▶ **YOUR GOAL**: Without dropping or altering a single word, give the listing again.

START SUPPLIED MATERIAL

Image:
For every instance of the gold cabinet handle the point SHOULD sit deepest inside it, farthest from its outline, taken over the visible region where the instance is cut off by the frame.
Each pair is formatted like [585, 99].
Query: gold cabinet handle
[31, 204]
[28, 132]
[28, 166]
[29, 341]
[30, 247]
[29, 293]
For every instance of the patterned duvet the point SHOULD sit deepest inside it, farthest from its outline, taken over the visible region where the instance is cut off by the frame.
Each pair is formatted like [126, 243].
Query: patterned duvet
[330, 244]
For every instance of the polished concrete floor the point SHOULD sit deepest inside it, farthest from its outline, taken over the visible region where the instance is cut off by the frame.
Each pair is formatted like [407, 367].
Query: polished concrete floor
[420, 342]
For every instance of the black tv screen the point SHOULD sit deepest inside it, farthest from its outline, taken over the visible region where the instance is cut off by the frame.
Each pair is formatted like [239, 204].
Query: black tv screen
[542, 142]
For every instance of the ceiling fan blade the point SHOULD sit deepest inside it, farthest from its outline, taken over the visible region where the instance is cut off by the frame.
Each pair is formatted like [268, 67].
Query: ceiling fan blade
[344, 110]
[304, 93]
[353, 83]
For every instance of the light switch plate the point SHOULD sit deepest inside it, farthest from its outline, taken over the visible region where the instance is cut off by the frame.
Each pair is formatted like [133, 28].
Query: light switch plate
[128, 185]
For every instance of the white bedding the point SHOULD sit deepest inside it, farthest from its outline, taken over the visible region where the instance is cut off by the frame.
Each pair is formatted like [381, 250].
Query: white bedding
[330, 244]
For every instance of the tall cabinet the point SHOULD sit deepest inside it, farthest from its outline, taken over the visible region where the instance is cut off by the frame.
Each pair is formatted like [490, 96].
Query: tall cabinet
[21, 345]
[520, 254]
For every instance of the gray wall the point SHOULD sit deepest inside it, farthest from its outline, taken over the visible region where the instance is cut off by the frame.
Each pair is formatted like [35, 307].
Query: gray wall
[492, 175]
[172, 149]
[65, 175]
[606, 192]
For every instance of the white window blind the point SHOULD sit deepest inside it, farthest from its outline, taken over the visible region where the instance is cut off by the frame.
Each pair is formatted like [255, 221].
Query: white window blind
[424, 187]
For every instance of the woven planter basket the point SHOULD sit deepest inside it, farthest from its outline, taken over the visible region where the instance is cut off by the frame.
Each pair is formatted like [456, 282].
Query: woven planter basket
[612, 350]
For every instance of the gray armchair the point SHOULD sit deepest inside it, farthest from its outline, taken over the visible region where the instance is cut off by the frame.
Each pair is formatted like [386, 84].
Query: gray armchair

END SUPPLIED MATERIAL

▶ **RESULT OF THE TASK**:
Image:
For every instance of the gold cabinet handle the point SHOULD sit deepest inside it, farthest from its outline, taken over the visible region where the instance is cut off by the frame.
Each pair is formatted like [585, 99].
Query: gold cabinet handle
[31, 204]
[28, 132]
[28, 166]
[29, 341]
[30, 247]
[29, 293]
For every instance of the patterned duvet the point SHOULD sit deepest inside it, farthest from its outline, taken over the visible region where the instance is cut off by the frame.
Each pair is formatted like [126, 243].
Query: patterned duvet
[330, 244]
For every instance of the polished concrete floor the point SHOULD sit deepest inside it, farthest from its outline, taken over the visible region where the instance is cut off by the frame.
Each pair is formatted like [407, 367].
Query: polished concrete floor
[420, 342]
For every instance of the black tv screen the point SHOULD sit deepest inside it, farthest from its outline, taken over the visible region where the instance is cut off by the frame.
Each pair is formatted like [239, 204].
Query: black tv screen
[542, 142]
For every instance of the ceiling fan blade the point SHOULD sit deepest inside it, farthest from its outline, taken over the visible region where the instance is cut off by the frame.
Each pair is formatted like [268, 67].
Query: ceiling fan blade
[344, 110]
[304, 93]
[353, 83]
For every instance of the light switch plate the point SHOULD sit deepest inside it, farthest from its outline, taken over the visible region where the instance is cut off by the frame.
Each pair is formatted like [133, 28].
Query: light switch plate
[128, 185]
For every instance of the white bedding the point SHOULD sit deepest inside it, farthest from its outline, taken over the visible region where the instance is cut off by the frame.
Each pair is formatted like [381, 250].
Query: white bedding
[330, 244]
For every instance of the tall cabinet the point SHOULD sit deepest inside it, farthest from its outline, taken over the visible region where the instance is cut off by the frame.
Each pair is formatted like [490, 96].
Query: tall cabinet
[21, 345]
[520, 254]
For every instance of the gray wall the point SHOULD sit deepest inside it, farthest from its outline, taken over the visible region where the instance is cut off by the frame.
Each pair is formatted like [35, 307].
Query: gray wall
[492, 175]
[172, 149]
[65, 175]
[606, 192]
For every instance of the white window blind the point SHOULD sit deepest inside it, farthest from its outline, taken over the visible region where the instance is cut off by the frame.
Each pair is formatted like [255, 221].
Query: white window blind
[424, 187]
For every instance of the woven planter basket the point SHOULD sit deepest inside it, farthest from its outline, taken over the visible region where the instance is cut off by the frame.
Each pair is formatted like [456, 282].
Query: woven planter basket
[612, 350]
For every instance of the gray armchair the point SHOULD sit deepest inside it, farthest from its outline, taken over the visible region where the instance is cut off by the frame.
Each pair is formatted like [386, 84].
Query: gray armchair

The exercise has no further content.